- SHORT EXERCISE:
Rewrite all the material below, changing every "Pins" to "Coordinates" and leaving everything else the same.

::::

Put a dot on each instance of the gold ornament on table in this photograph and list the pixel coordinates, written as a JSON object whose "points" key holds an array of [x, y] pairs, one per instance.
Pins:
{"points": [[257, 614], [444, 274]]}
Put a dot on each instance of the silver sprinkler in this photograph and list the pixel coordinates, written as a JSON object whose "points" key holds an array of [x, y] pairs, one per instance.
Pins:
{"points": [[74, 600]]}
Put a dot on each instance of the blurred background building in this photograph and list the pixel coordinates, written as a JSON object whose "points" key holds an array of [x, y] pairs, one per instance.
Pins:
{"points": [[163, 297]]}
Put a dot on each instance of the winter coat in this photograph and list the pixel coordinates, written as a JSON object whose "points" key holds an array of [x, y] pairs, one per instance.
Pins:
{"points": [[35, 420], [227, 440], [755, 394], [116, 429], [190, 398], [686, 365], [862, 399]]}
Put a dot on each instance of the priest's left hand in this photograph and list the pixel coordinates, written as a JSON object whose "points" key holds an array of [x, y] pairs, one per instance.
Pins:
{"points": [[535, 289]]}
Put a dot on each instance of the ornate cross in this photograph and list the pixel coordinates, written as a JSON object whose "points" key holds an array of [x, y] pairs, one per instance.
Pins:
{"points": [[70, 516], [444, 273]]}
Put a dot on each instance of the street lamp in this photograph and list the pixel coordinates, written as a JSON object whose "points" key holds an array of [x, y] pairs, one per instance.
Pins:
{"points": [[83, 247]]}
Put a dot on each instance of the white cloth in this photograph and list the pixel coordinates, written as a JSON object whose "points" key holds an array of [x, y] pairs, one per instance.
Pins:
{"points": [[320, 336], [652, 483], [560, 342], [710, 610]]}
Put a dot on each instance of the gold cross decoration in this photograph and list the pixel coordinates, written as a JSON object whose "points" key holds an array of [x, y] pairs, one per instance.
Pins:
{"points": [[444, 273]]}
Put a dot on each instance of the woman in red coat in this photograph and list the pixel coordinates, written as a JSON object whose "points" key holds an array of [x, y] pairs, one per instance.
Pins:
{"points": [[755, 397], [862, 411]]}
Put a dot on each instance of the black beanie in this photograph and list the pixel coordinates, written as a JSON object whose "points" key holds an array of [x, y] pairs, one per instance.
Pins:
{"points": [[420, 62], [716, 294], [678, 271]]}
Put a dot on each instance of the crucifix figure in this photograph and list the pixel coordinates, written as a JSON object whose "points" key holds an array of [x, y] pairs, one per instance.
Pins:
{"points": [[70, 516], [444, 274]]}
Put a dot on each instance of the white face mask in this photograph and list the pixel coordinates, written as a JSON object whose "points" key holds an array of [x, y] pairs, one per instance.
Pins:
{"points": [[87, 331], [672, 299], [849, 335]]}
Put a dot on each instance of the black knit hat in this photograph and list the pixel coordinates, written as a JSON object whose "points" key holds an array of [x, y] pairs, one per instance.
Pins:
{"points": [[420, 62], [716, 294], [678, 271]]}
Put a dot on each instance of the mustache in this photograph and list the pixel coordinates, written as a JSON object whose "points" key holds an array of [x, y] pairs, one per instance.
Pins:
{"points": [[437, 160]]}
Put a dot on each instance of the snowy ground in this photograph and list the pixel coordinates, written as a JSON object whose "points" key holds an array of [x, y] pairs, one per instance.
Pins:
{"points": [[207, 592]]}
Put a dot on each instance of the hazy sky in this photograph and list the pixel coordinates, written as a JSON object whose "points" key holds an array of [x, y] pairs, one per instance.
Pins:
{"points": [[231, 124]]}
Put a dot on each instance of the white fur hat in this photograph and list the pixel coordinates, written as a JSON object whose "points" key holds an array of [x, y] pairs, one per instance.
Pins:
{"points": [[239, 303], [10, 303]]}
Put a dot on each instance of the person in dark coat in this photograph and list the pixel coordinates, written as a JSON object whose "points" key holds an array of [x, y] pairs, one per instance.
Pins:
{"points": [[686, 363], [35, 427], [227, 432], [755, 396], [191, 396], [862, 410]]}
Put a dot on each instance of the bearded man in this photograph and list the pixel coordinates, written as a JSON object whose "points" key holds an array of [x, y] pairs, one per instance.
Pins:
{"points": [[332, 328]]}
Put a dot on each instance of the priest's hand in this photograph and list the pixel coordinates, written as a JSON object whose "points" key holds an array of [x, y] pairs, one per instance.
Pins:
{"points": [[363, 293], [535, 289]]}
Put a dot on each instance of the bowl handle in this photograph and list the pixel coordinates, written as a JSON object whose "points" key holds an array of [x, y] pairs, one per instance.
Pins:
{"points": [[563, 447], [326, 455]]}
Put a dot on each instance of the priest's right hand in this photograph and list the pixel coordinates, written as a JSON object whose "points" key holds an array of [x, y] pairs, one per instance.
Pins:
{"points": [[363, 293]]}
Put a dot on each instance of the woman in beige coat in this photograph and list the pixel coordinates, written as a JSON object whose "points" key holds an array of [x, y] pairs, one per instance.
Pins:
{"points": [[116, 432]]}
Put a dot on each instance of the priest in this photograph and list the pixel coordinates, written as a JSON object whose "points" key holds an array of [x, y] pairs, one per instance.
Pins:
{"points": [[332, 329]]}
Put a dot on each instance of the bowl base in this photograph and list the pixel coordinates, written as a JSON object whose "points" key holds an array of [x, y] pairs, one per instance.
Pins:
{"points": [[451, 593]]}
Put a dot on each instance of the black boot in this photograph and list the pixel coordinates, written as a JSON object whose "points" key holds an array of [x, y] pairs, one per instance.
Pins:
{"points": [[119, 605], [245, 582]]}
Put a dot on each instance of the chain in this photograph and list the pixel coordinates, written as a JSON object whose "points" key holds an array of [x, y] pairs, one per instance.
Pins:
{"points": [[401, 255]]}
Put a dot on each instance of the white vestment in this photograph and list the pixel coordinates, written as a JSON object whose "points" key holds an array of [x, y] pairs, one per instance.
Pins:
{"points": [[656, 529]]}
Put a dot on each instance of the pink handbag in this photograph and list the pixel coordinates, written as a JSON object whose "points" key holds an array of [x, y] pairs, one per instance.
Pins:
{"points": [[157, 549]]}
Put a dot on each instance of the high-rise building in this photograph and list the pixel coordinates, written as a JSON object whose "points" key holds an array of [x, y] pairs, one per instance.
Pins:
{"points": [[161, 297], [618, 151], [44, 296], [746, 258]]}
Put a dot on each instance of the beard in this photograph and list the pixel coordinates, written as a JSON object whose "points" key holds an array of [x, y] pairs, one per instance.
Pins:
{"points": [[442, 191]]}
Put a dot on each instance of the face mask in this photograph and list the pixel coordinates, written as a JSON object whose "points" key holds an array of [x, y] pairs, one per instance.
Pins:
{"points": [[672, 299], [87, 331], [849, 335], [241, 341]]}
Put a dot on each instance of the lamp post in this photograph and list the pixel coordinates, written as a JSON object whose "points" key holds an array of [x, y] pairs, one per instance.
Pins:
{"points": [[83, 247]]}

::::

- ANSWER FOR THIS EXERCISE:
Put a dot on each instance of the gold ornament on table in this photograph and list the pixel coordinates, written as a JSON object whose "points" key holds an array of [x, y] pairs, one per instance.
Coordinates:
{"points": [[257, 614], [444, 274]]}
Put a dot on each instance of the silver sprinkler in this photograph and list the pixel coordinates, written as a JSON object whose "points" key holds an array of [x, y] pairs, one per instance.
Coordinates:
{"points": [[74, 600]]}
Put a dot on each instance of the blurred background building in this photograph and list the pixel coordinates, written as a JSON object whose "points" key holds an array of [x, y] pairs, one per instance.
Coordinates:
{"points": [[163, 297]]}
Put a dot on each instance of the winter coat in this photograph and list the pixel coordinates, written as a JSON object whose "points" key holds an array of [x, y] pairs, one per instance.
Coordinates:
{"points": [[35, 420], [227, 440], [755, 394], [116, 429], [190, 398], [686, 365], [862, 399]]}
Put a dot on each instance of the priest's left hand in this photograph and list the pixel coordinates, written as a JSON object whose "points" key holds an array of [x, y] pairs, one per instance.
Coordinates:
{"points": [[535, 289]]}
Put a dot on each instance of the ornate cross in this photograph and list the pixel coordinates, written as a JSON object whose "points" key holds an array of [x, y] pairs, one per instance.
Coordinates:
{"points": [[70, 516], [444, 273]]}
Put a dot on each instance of the street lamp in this photograph and list the pixel coordinates, written as a JSON object whose "points" key holds an array of [x, y] pairs, one per instance.
Coordinates:
{"points": [[83, 247]]}
Put a dot on each instance of the white cloth in this photograph and list the pixel coordinates, written as a JSON object whose "points" key holds an array of [x, y] pairs, one per instance.
Coordinates:
{"points": [[320, 336], [652, 483], [560, 342], [710, 610]]}
Put a dot on each instance of the gold cross decoration in this photograph and list the pixel coordinates, written as a JSON object whose "points" key holds an array of [x, y] pairs, one per instance.
Coordinates:
{"points": [[444, 273]]}
Put a dot on each instance of the woman in red coat in this photograph and list the pixel coordinates, written as a JSON object whose "points" key holds an array of [x, y] pairs, one per instance.
Coordinates:
{"points": [[755, 397], [862, 411]]}
Put a dot on each instance of the black beanie in this photograph and list the pixel coordinates, written as a JSON object whose "points" key holds an array of [x, y] pairs, one per instance.
Coordinates:
{"points": [[420, 62], [716, 294], [678, 271]]}
Put a dot on each instance of the crucifix figure in this photograph and list the pixel coordinates, written as a JSON object whose "points" key holds an array of [x, y] pairs, one per instance.
Coordinates:
{"points": [[70, 516], [444, 274]]}
Put a dot on each instance of the white face mask in this photograph and list the pixel coordinates, written as a JSON object whose "points" key holds an array of [x, y] pairs, one per instance.
Coordinates:
{"points": [[87, 331], [672, 299], [849, 335]]}
Put a dot on each instance of the black knit hat in this photograph and list the pixel coordinates, written as a JSON object whose "points" key holds an array of [x, y] pairs, one per instance.
Coordinates:
{"points": [[420, 62], [716, 294], [678, 271]]}
Put a dot on each instance of the mustache in this photograph and list the pixel coordinates, written as a JSON object whose "points" key holds an array of [x, y] pairs, one per instance.
Coordinates:
{"points": [[437, 160]]}
Put a dot on each instance of the snowy ground in this photograph and list the pixel coordinates, written as a JSON object whose "points" key holds an array of [x, y] pairs, one per instance.
Coordinates:
{"points": [[207, 592]]}
Put a dot on each instance of the hazy sky in this photograph and list the pixel coordinates, written as a JSON object whose "points" key holds an array of [x, y] pairs, one per instance.
Coordinates:
{"points": [[231, 124]]}
Put a dot on each instance of the white fur hat in this photograph and list the pixel coordinates, written as a JSON object whose "points" key holds an array of [x, y] pairs, one per instance.
Coordinates:
{"points": [[239, 303], [10, 303]]}
Put a dot on each instance of the person in dark coat in this photograph and list the pixel coordinates, written as a JSON object whose "points" key holds an array of [x, y] pairs, one per instance.
Coordinates:
{"points": [[686, 363], [35, 427], [227, 432], [755, 396], [191, 396], [862, 410]]}
Put a dot on each instance of the bearded man in this photograph and list the pixel coordinates, written as a JSON object whose "points" key holds an array of [x, y] pairs, one per instance.
Coordinates:
{"points": [[332, 328]]}
Put a dot on each instance of the priest's hand in this photograph and list the pixel coordinates, written as a JSON object whose "points" key holds an array of [x, y] pairs, one per instance.
Coordinates:
{"points": [[363, 293], [535, 289]]}
Put a dot on each instance of the bowl handle in this photograph and list the pixel coordinates, written as a JSON object whose "points" key holds an array of [x, y] pairs, one per instance.
Coordinates:
{"points": [[563, 447], [326, 455]]}
Put a dot on each instance of the priest's right hand in this photograph and list the pixel coordinates, written as a JSON object whose "points" key holds an array of [x, y] pairs, one per instance.
Coordinates:
{"points": [[363, 293]]}
Put a dot on each instance of the woman in beige coat in this photograph and list the pixel coordinates, written as a JSON object whose "points" key holds an array of [x, y] pairs, one per instance.
Coordinates:
{"points": [[116, 432]]}
Put a dot on each instance of the priest in this photograph and list the pixel coordinates, written as a JSON object whose "points" key holds an array of [x, y] pairs, one per instance.
Coordinates:
{"points": [[332, 329]]}
Put a dot on each instance of the bowl base in this photograph and list the pixel coordinates, written as a JSON object whose "points" key holds an array of [x, y] pairs, one per instance.
Coordinates:
{"points": [[451, 593]]}
Put a dot on each instance of the black boot in this photograph and list the pixel coordinates, written as a JSON object whose "points" key holds an array of [x, y] pairs, one per instance.
Coordinates:
{"points": [[119, 605], [245, 582]]}
Put a dot on each instance of the chain in this photograph and list the pixel coordinates, written as a JSON object whose "points" key holds an array of [x, y] pairs, one per instance.
Coordinates:
{"points": [[401, 255]]}
Put a dot on each instance of the white vestment in this photograph and list the pixel coordinates, written as a JSON object whose "points" key holds an array of [x, y] pairs, one per instance.
Coordinates:
{"points": [[656, 529]]}
Put a dot on each instance of the pink handbag in this photograph and list the pixel coordinates, written as a JSON object whose "points" key holds an array of [x, y] pairs, one per instance.
Coordinates:
{"points": [[157, 549]]}
Put a dot on each instance of the high-rise building in this photograph and list the pixel coordinates, written as a JSON object whose "points" key holds an array of [x, y] pairs, one per instance.
Coordinates:
{"points": [[161, 297], [618, 151], [44, 296], [746, 258]]}
Put a dot on each instance of the beard in this photograph and list the pixel coordinates, written as a JSON object whose "points" key holds an array of [x, y] pairs, one per instance.
Coordinates:
{"points": [[442, 191]]}
Put a dot on each instance of the face mask in this photograph and list the pixel coordinates, written as a JSON object whose "points" key holds an array of [x, y] pairs, one per instance.
Coordinates:
{"points": [[672, 299], [87, 331], [849, 335], [241, 341]]}
Put a dot on each instance of the lamp post in this photograph and list the pixel coordinates, written as a JSON object whose "points" key holds an array of [x, y] pairs, one per instance.
Coordinates:
{"points": [[83, 247]]}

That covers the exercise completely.